**Problem description:** Please write out the data below again, changing every "SHOULD" to "MUST" and keeping all else the same. Leave the pictures out.

= = = = =

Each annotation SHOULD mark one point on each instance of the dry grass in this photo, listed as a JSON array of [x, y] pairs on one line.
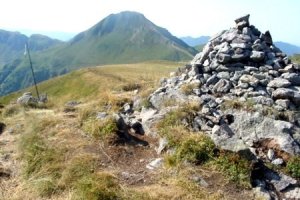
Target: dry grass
[[92, 83]]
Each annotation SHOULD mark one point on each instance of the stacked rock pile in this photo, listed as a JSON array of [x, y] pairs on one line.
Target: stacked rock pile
[[243, 62]]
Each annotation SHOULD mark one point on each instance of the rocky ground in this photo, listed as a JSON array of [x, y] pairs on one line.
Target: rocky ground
[[225, 126]]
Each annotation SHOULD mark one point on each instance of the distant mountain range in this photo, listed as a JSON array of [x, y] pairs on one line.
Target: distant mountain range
[[199, 42], [287, 48], [126, 37], [192, 41], [12, 44]]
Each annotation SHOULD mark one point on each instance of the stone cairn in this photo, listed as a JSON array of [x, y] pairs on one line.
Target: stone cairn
[[242, 64]]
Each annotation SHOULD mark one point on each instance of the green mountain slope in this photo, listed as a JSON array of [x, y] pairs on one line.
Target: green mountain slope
[[127, 37], [12, 44]]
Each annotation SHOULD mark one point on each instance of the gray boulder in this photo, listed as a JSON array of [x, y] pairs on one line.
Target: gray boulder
[[254, 127], [279, 83], [222, 86], [27, 100]]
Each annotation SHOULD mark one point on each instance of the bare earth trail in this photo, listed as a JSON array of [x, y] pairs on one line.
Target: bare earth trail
[[126, 161]]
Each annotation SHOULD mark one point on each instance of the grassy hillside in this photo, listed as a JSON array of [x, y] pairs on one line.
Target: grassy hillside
[[127, 37], [94, 81], [296, 58], [12, 44], [65, 153]]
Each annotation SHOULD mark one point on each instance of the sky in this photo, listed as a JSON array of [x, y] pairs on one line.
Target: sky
[[64, 18]]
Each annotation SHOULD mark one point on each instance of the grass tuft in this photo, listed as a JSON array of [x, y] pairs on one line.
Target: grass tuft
[[293, 166]]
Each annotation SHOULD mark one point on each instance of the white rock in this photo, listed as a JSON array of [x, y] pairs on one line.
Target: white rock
[[277, 161], [271, 154], [157, 163]]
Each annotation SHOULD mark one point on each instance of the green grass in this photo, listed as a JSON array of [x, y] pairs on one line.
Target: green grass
[[296, 58], [235, 167], [90, 83], [114, 40], [293, 166]]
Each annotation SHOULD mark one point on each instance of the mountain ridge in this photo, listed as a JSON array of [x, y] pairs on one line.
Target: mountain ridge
[[126, 37], [289, 49]]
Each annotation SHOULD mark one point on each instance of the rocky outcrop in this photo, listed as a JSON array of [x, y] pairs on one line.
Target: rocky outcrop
[[240, 64], [27, 99], [242, 67]]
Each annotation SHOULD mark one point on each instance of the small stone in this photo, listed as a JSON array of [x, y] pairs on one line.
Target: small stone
[[223, 75], [284, 103], [163, 142], [242, 22], [271, 154], [257, 56], [156, 163], [101, 115], [279, 83], [200, 181], [277, 161]]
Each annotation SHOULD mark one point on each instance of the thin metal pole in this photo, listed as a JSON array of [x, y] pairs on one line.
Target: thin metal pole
[[36, 89]]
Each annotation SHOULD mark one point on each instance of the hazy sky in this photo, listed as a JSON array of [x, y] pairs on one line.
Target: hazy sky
[[180, 17]]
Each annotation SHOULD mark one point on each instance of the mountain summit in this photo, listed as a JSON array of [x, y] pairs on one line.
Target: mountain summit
[[126, 37], [129, 37]]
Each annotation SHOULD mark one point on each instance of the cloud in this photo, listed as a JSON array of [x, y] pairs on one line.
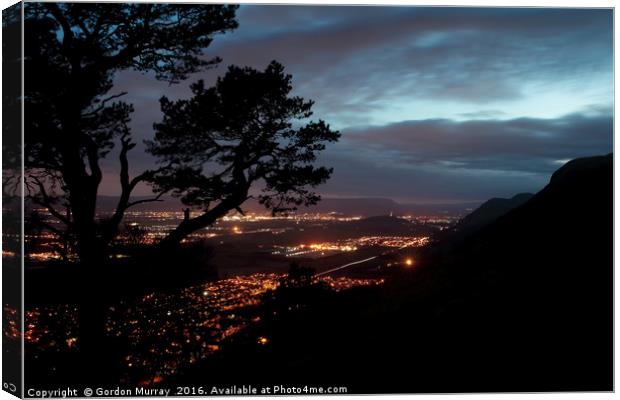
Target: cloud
[[445, 160], [522, 145], [433, 103]]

= = = = =

**Completed exercise:**
Each annotation MUST mark one point on each instance of the dry grass in this photo, listed as a JSON array of [x, y] pairs on one line.
Target: dry grass
[[92, 83]]
Each annotation MUST mark one point on each instance of the stacked rock pile in this photo, listed as a JSON array of [x, y] pairs on one line.
Target: stacked rock pile
[[243, 62]]
Each annotation MUST mark one point on each instance of the rocky ground in this photo, listed as a JSON array of [x, y] pairs on one line.
Target: rocky ground
[[225, 126]]
Each annotation MUST mark one point on each instance of the distant mountain range in this photo, listed as a JSON array of [x, y] pairs on one line.
Target: distant mountain range
[[199, 42], [287, 48], [126, 37], [192, 41], [12, 44]]
Each annotation MUST mark one point on each instance of the stone cairn in this photo, listed as a JSON array of [x, y] pairs on one line.
Target: stone cairn
[[242, 64]]
Each annotation MUST mark one point on each instance of the green mountain slope in this photo, listed as a JSON array of [x, y] pairs on one line.
Target: green mountain slope
[[127, 37], [12, 44]]
Each annotation MUST mark one point on each instance of the gray boulder in this photo, listed as a JSON array of [x, y] pairs on one line.
Target: gray boulder
[[254, 127], [279, 83], [222, 86], [27, 100]]
Each annotation MUST mark one point on each instance of the bare earth trail in this photo, listed as a JSON array of [x, y] pairs on one line.
Target: bare earth trail
[[126, 161]]
Each annotation MUST mark one point on each instance of the grassy hillside in this photo, listed as a JSON array of [x, y] pairs on one line.
Target: grassy hillside
[[127, 37], [94, 81], [296, 58], [12, 44], [65, 153]]
Each annotation MUST mark one point on each instance of the sky in this photo, listed as a JSON array of [x, y] pairs on one line.
Target: sky
[[64, 18]]
Each annotation MUST mark one point on each instance of the grass tuft in this photo, listed as a JSON array of [x, y] pairs on one line.
Target: grass tuft
[[293, 166]]
Each annotation MUST mark one point on each instance of the white rock in this photo, listed as a JSON array of [x, y] pairs on one line.
Target: white rock
[[277, 161], [271, 154], [157, 163]]
Each annotation MUST mark one point on each instance of the green grass in this photo, listed as a JSON array of [x, y] pairs on one line.
Target: green grass
[[296, 58], [235, 167], [90, 83], [114, 40], [293, 166]]
Each annotation MUST mark one point on each instance of the mountain ridge in this photo, listed as a JSON array of [x, y] pairs on one line.
Target: mountain ridge
[[126, 37], [289, 49]]
Each annotation MUST mark one point on each instance of the rocky outcrop in this photo, listed as a JSON array of [x, y] pairs on one line.
Target: rocky outcrop
[[240, 64], [27, 99], [242, 67]]
Each annotation MUST mark one point on each instance of the small stone in this photo, listed as a JSON array of [x, y] pairs on one line.
Target: small stone
[[223, 75], [284, 103], [163, 142], [242, 22], [271, 154], [257, 56], [156, 163], [101, 115], [279, 83], [200, 181], [277, 161]]
Each annotation MUST mark one point on each instance of the thin metal pole in this photo, listed as a JSON array of [x, y] pairs on one line.
Target: thin metal pole
[[36, 89]]
Each annotation MUST mark one point on each instance of the hazy sky in this photo, listed as a JSON array of [x, y] pairs on one line.
Target: hazy sky
[[180, 17]]
Each annotation MUST mark one point on each instance of the mountain summit in this photo, listed as a JSON array of [x, y] pairs on one line.
Target: mountain summit
[[126, 37], [129, 37]]
Each annotation MUST mark one point on each instance of the cloud in this photo, listed as a JSON array of [x, y] pairs on one line.
Target: cloud
[[445, 160], [522, 145], [433, 103]]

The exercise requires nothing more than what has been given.